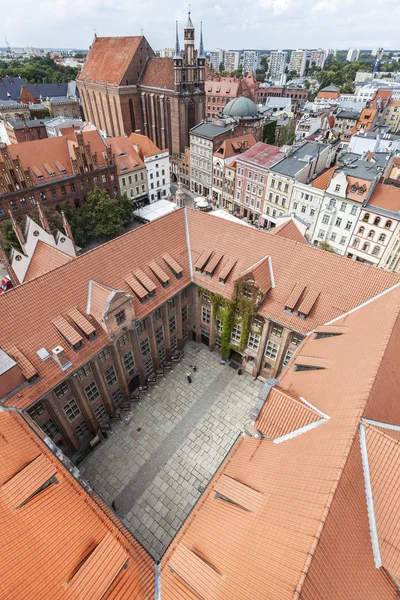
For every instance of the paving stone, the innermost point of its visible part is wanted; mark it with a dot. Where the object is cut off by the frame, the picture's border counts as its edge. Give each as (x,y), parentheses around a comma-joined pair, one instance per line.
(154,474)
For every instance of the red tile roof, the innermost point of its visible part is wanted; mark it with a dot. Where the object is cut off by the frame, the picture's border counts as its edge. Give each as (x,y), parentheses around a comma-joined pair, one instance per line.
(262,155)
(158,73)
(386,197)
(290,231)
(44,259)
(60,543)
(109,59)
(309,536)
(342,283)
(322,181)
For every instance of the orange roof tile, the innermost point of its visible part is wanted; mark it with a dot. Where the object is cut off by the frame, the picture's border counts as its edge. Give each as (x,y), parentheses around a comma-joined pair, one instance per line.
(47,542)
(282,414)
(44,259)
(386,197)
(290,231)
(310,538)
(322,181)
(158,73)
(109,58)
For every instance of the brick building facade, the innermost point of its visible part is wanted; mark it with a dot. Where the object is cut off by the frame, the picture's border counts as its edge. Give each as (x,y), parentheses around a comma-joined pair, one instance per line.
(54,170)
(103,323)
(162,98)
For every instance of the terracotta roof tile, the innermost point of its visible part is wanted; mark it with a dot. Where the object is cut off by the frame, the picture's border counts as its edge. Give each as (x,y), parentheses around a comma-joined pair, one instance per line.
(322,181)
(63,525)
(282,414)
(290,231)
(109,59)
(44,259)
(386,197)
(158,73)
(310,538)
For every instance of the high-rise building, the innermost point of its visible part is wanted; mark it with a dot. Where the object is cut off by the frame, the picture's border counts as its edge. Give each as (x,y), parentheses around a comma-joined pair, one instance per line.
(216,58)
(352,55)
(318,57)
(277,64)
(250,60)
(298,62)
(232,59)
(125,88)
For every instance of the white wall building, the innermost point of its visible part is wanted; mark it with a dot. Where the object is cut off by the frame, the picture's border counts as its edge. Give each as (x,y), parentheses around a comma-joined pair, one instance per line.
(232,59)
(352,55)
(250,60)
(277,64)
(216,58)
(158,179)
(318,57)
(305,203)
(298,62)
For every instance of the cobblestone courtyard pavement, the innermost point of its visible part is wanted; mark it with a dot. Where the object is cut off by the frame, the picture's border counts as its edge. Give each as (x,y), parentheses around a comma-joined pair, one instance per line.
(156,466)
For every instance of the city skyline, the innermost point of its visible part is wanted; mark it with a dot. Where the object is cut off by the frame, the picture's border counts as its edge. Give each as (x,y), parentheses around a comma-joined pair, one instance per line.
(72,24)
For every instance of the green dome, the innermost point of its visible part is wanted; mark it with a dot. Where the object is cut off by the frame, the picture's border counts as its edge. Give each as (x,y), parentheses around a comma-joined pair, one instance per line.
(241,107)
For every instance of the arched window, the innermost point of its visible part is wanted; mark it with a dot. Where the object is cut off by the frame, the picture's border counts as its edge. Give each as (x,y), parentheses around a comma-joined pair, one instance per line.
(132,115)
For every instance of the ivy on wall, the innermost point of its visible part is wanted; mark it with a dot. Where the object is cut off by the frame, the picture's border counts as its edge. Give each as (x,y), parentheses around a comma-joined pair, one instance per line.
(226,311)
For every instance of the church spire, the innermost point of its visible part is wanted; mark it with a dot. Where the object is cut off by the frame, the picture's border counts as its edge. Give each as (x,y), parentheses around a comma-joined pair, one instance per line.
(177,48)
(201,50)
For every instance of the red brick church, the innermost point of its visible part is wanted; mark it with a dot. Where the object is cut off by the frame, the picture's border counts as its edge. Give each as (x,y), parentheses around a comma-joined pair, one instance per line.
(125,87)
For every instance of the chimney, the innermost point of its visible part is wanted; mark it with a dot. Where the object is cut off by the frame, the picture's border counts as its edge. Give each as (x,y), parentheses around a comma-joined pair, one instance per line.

GOAL OF THE EXERCISE: Print the listing above in full, exactly as written. Omit any pictures.

OUTPUT:
For every instance of the paving stone, the innermost point of its visible part is wanted; mark it with a dot. Where the object is cut off by the frame, the picture's border counts as its edge. Give each as (x,y), parentheses around a comma-joined pair, one instance per line.
(154,474)
For every instance of the red tile roof, the innermost point of its visible part is wanted; mark it with a dot. Where the object is cut off by the frame, the picture's border counts as its edge. Give each as (x,y), parentheses around a comma-joined pair, one instance per line.
(262,155)
(158,73)
(386,197)
(290,231)
(44,259)
(60,543)
(109,59)
(309,536)
(342,283)
(322,181)
For every instance of the orange roof tile, the innermost point of its visible part is wanted; mark it with a dot. Where the object is cut off by the frame, the picture's border counts as its edge. Give each as (x,y), parentheses around a comma-joined pair, one instance per line.
(47,542)
(282,414)
(44,259)
(386,197)
(290,231)
(310,538)
(322,181)
(158,73)
(109,58)
For every instance of the brick building facade, the innermost point of its visible part is wanted; mark it with a dot. Where the object is cut off by the frame, the picture's border counts as its edge. Give each as (x,y), parentheses around a comma-joined pair, one instance per line.
(54,170)
(103,323)
(162,98)
For every instance of the terracotta roof tile, the innermost point of its visible part is wanted; mark it with a dot. Where the object is cut off by the frame, the picture's border counts as its edge. Give each as (x,y), parentheses around a comma-joined pair, one instance per line.
(322,181)
(63,525)
(282,414)
(290,231)
(109,59)
(44,259)
(386,197)
(158,73)
(310,538)
For every instance of the high-rise building, the innermost point of its visible part is wanted; mark it with a dot. Where the object is cut off by the frame, the picture's border counts as its edge. Give each as (x,y), parentheses around a comma-joined pair, one instance per line.
(216,58)
(352,55)
(318,57)
(277,64)
(250,60)
(298,62)
(232,59)
(125,88)
For every instance of the white wall building, the innermost point of its visible part is wanted; mark it with a dot. Where the object is cut off by the frame, the picture's border counts as its edge. Give each as (x,y), parentheses around a comma-joined pair, one instance per line.
(232,59)
(352,55)
(250,60)
(277,64)
(216,58)
(158,179)
(318,57)
(305,203)
(298,62)
For every instance of the cobblestone courtyard pavement, the innermost point of its visible part is wanted; mark it with a dot. Where the object is cut off by the frame, the picture's border counts as its edge. Give each as (x,y), parentheses around a comma-joined pair, one instance per line.
(156,466)
For every instance of the city skyline, the innermost point of its visible part is wanted; mark it with a dot. Where the object is cut off by the frame, the picture's border counts as its edge. Give each as (x,y), parentheses around a comma-joined pair, one instance per line.
(72,24)
For every instance of the green dome, the innermost point of its visible part is wanted; mark it with a dot. Where the object is cut off by the frame, the picture's border counts as its edge. Give each as (x,y), parentheses around a comma-joined pair, one instance per line.
(241,107)
For every instance of the arched window, the innermost point of its visible part is wanted; mark it with a dot. Where the object is cut off by the frame, the picture's border counts as its edge. Give each as (x,y), parentheses around a comma-joined pair, one instance per line.
(132,115)
For every instance of the ivy on wall, the innermost point of its visible part is wanted; mark it with a dot. Where the object is cut off by the frame, the picture's border counts as its edge. Give each as (x,y), parentheses around a comma-joined pair, one instance per line.
(226,311)
For every instance of the church spire, the innermost point of its visible part is wanted; mark it with a dot. Where the object is cut off by the frame, the picture's border counts as its edge. Give each as (x,y), parentheses around a comma-joined pair, one instance per line.
(177,48)
(201,50)
For every instance of the red brick church, the innermost point of its visible part is wanted; mark it with a dot. Where the object is cut off by the frame, the picture's border counts as its edge. Give each as (x,y), parentheses around a comma-joined pair, one instance per line.
(125,87)
For every instance of the chimney, the innermost point of its visible part is wanted; mark it with a dot. Where the object is cut off by the frame, the picture's border counts as its edge. Give each as (x,y), parentheses around a comma-joined pair, one instance per line.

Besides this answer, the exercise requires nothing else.